Selected extract:

*** Begin section ***

Save Liverpool Women’s Hospital rally
Margaret Greenwood MP for Wirral West

Thank you – it’s a pleasure to be here today and I would like to thank the organisers for giving me the opportunity to talk about what’s happening to our NHS.
We’re all here because we believe in the NHS as a:
- comprehensive
- Universal
- publicly owned
- and publicly delivered service
and because we know we must fight for its future.
We know that the NHS is in crisis – and it’s a crisis of the government’s own making.
Waiting lists for routine treatment recently hit record highs of 7.68 million.
And there are well over 100,000 staffing vacancies across the NHS.
Many nurses, midwives, doctors, ambulance workers and other dedicated NHS staff are over-stretched and facing burnout.
Meanwhile, the government continues to underfund the service and increase opportunities for private health companies to make profits off the back of people’s ill health.
The Tories’ undermining of the NHS is a political choice – and they are being found out.
Earlier this year, the highly respected Professor Sir Michael Marmot said:
“If you had the hypothesis that the government was seeking to destroy the National Health Service…all the data that we’re seeing are consistent with that hypothesis.”
When asked if we are stumbling or sleepwalking towards a privatised health care system, he added that government ministers are “not behaving as if they want to preserve our NHS.”
That is a damning indictment of the Tory government.
We should not be surprised, because, the truth is, the Tories have made no secret of their desire to privatise the NHS over decades.
In 1988, John Redwood and Oliver Letwin wrote a pamphlet which has been seen by many as a blueprint for the privatisation of the NHS.
Fast forward 20 years to 2008 and Jeremy Hunt, now the Chancellor of the Exchequer, co-authored a book which included the line: “Our ambition should be to break down the barriers between private and public provision, in effect denationalising the provision of healthcare in Britain.”
The Tories have two tactics when it comes to destroying our NHS.
One is to legislate to open it up to greater privatisation, and the other is to starve it of funding.
One of the key measures in the 2012 Health and Social Care Act was to allow NHS Foundation Trusts to, in effect, earn 49% of their income from treating private patients.
This is wholly unacceptable.
The 2022 Health and Care Act created 42 statutory Integrated Care Boards and Integrated Care Partnerships.
The latter are able to include representatives of private companies, yet they are tasked with preparing the integrated care strategy for an area.
This integrated care strategy sets out how the assessed needs in relation to an area are to be met by the exercise of functions of the Integrated Care Board, which is the commissioning body.
This is outrageous.
There should be no private interests influencing where public money is spent on health and care.
And there should be no room for conflicts of interest.
ICSs have been designed to be vehicles for cuts.
In May, it was reported that ICSs will have to make average efficiency savings of almost 6% – the equivalent of £6 billion across England – to meet their financial requirements this year.
For Cheshire and Merseyside, the ‘efficiency’ target for this year is 5% – or £57.9 million.
How can the NHS in Cheshire and Merseyside make cuts of £57 million when waiting lists are sky-high and there are insufficient staff?
How can the needs of patients be met?
The simple answer is: they can’t be. And they can’t be because of political choice.
It doesn’t need to be this way.
If the government continues to underfund the NHS, increasing numbers of patients will be left, in pain and anxiety, without treatment.
And some will be so desperate they will pay to go private and pay for services which they are entitled to receive free of charge on the NHS.
So I want to finish with this:
Our NHS is in jeopardy.
The government is starving it of resources – and patients and staff are paying the price.
The next government must prioritise the NHS by giving it the significant increase in funding that it needs, and it must put an end to privatisation.
Without a commitment to the NHS as a well-resourced public service, our NHS will not survive.
So it’s vital we continue our fight to save our National Health Service.
I would like to thank each and every one of you for keeping the faith and keeping up the fight. Together we can – and will – save our NHS.

*** End section ***

Dataset entries:

*** Begin section ***

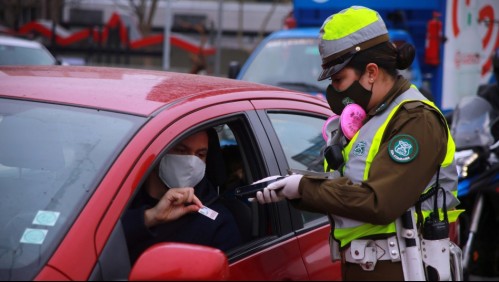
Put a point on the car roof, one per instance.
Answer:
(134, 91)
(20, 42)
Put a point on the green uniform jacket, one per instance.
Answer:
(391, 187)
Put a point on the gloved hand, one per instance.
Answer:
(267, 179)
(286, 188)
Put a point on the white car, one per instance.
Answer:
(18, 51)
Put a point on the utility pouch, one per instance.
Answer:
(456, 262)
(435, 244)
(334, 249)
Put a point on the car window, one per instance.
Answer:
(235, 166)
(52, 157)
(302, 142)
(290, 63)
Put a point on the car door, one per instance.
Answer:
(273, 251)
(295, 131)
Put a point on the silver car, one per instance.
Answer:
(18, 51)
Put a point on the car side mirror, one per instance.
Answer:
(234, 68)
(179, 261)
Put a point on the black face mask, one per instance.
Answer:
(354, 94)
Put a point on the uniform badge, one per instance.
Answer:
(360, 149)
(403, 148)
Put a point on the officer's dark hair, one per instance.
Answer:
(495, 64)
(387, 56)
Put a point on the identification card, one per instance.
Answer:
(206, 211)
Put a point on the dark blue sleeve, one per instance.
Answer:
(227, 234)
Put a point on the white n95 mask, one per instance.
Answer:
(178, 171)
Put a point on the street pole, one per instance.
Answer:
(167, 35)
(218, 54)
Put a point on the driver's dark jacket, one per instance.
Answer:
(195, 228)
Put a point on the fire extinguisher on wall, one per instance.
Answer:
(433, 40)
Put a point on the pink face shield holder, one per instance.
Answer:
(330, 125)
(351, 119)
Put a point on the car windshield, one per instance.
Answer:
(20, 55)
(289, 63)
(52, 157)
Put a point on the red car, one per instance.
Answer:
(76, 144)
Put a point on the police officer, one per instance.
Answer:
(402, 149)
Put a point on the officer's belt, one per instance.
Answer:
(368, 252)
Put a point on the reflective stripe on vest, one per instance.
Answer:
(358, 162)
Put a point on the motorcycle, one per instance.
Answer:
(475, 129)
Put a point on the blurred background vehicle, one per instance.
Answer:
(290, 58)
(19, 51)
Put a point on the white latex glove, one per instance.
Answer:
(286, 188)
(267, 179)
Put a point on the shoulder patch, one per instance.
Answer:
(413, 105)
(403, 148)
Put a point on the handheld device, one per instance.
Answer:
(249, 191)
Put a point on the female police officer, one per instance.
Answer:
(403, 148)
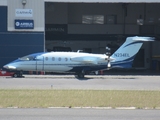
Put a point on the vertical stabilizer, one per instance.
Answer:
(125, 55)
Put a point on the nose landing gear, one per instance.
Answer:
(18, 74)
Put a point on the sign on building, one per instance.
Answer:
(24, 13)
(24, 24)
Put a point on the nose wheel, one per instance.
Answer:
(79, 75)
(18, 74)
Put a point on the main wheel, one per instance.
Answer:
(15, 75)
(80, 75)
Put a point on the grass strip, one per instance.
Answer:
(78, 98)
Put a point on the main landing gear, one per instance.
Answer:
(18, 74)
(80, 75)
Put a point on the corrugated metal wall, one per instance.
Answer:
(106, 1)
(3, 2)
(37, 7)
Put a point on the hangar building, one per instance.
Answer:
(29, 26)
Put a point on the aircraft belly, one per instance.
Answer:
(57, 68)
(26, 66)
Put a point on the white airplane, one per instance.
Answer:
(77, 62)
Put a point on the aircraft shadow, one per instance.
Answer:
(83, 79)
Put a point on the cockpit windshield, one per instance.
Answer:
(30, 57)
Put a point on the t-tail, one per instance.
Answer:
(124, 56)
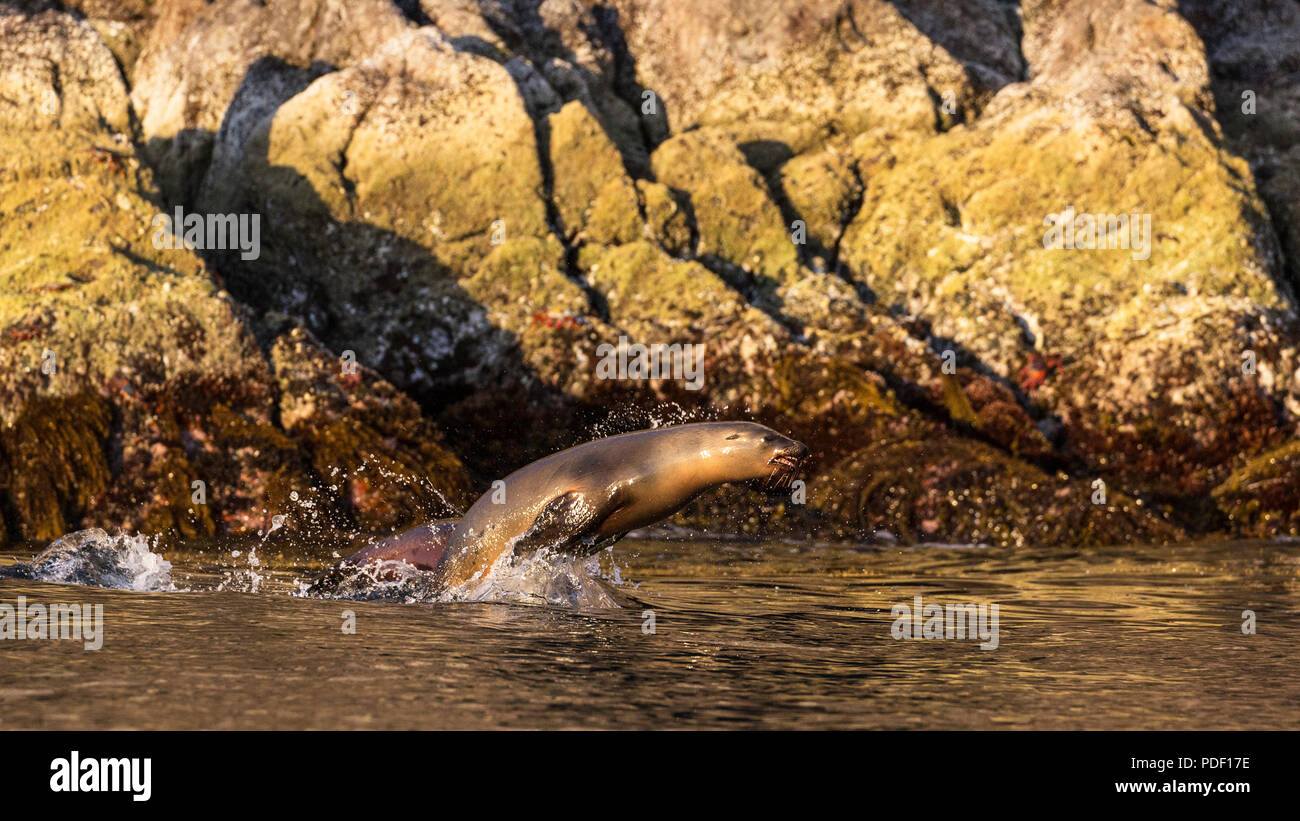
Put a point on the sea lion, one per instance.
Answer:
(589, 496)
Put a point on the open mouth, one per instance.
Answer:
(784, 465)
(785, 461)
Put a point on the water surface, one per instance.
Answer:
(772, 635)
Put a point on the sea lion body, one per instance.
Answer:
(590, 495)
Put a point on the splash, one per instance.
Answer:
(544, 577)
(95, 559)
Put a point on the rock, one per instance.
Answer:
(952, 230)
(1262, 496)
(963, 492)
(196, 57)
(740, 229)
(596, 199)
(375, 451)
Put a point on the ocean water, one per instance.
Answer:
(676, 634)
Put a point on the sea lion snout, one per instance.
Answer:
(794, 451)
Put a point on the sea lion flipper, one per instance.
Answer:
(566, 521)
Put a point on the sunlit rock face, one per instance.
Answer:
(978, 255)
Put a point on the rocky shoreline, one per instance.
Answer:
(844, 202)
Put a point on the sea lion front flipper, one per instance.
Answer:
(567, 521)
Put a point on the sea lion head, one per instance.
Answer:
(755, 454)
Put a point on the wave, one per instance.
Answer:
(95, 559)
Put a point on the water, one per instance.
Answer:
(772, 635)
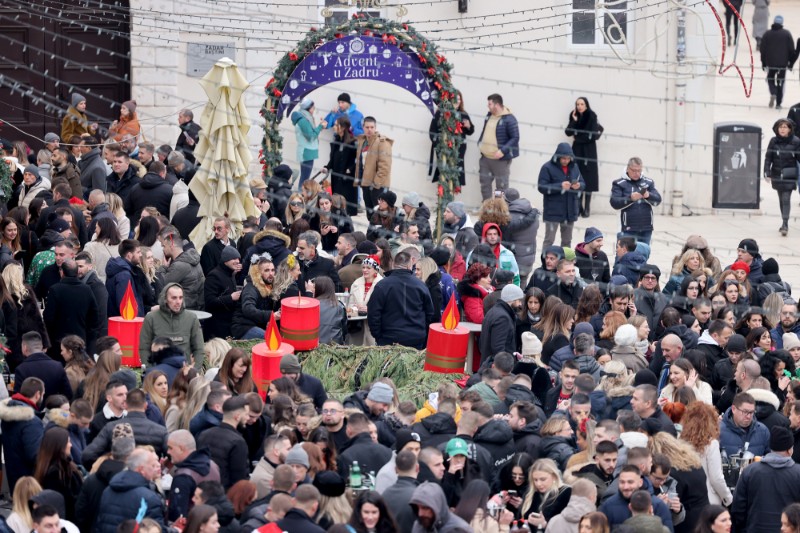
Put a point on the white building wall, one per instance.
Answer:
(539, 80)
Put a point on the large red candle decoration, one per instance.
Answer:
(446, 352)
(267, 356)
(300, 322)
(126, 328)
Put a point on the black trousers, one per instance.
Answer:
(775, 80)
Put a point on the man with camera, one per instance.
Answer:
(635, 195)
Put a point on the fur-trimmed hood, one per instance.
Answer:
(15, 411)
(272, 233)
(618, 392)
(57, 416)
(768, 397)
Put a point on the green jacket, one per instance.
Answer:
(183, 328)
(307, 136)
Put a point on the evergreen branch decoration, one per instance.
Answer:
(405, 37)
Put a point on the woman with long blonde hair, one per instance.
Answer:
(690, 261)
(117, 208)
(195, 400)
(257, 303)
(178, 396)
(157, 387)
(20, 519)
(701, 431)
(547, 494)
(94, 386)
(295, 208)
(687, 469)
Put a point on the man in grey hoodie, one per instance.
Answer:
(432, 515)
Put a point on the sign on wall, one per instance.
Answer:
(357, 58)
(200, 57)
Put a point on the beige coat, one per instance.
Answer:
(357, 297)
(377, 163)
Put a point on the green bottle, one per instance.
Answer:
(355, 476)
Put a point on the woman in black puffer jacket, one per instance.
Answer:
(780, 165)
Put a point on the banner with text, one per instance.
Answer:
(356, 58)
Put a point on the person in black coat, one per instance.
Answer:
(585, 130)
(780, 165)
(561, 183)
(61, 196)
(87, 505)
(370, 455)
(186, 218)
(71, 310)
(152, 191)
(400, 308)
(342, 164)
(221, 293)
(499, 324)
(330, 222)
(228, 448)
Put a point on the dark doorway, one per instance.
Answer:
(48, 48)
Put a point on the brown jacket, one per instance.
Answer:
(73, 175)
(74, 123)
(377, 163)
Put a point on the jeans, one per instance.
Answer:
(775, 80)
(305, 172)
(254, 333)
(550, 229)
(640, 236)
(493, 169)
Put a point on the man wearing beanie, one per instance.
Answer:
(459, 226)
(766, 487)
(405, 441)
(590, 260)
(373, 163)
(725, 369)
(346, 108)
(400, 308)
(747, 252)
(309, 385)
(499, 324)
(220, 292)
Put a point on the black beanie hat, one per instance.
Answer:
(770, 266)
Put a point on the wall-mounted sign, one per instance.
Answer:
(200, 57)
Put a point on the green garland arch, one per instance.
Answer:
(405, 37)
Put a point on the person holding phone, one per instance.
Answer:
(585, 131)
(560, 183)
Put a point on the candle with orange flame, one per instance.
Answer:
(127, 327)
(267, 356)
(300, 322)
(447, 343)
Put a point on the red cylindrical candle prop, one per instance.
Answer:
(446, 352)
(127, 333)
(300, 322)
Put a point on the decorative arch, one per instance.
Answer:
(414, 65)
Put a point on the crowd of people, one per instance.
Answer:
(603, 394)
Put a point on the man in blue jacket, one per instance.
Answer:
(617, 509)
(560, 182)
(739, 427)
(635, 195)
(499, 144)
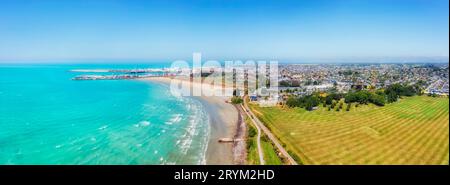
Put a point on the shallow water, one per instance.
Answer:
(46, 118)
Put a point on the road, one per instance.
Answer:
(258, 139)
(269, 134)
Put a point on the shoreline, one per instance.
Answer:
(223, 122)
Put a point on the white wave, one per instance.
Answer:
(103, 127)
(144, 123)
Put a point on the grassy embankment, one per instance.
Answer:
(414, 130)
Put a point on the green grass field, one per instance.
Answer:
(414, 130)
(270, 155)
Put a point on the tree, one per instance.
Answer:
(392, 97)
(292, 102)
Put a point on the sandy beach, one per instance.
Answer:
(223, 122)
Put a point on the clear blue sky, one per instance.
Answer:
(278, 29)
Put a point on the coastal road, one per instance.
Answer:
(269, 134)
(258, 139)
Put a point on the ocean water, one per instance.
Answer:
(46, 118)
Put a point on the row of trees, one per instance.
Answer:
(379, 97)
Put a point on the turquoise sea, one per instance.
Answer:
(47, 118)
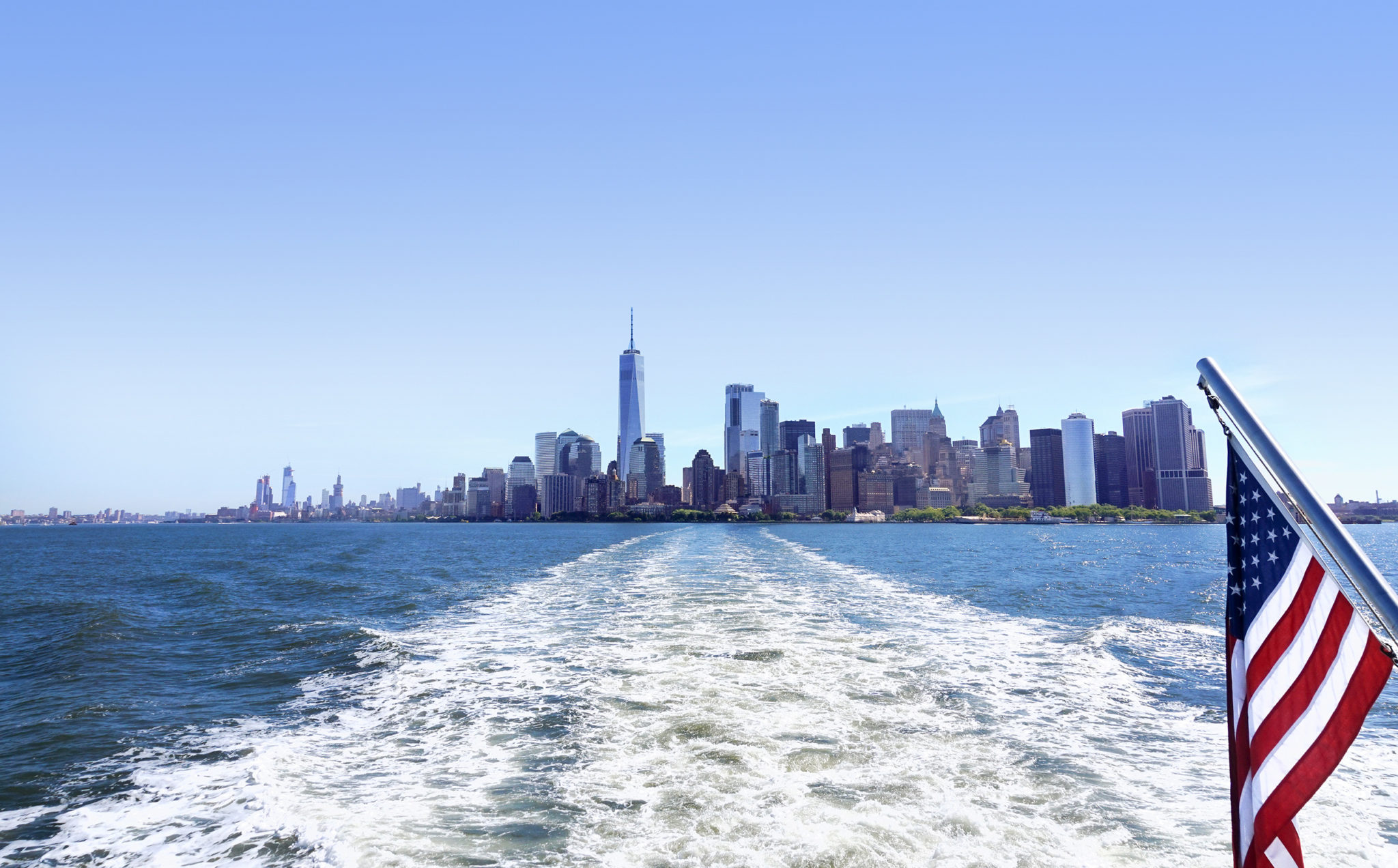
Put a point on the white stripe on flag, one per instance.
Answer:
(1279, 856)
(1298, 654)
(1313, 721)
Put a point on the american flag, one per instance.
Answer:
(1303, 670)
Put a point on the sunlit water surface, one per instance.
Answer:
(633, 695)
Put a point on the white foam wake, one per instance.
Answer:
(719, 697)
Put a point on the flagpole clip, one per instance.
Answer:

*** End section ***

Task brief:
In the rally speech, what share of their income does the 2012 Health and Social Care Act allow NHS Foundation Trusts to earn from treating private patients?

Output for this exercise:
In effect, 49%.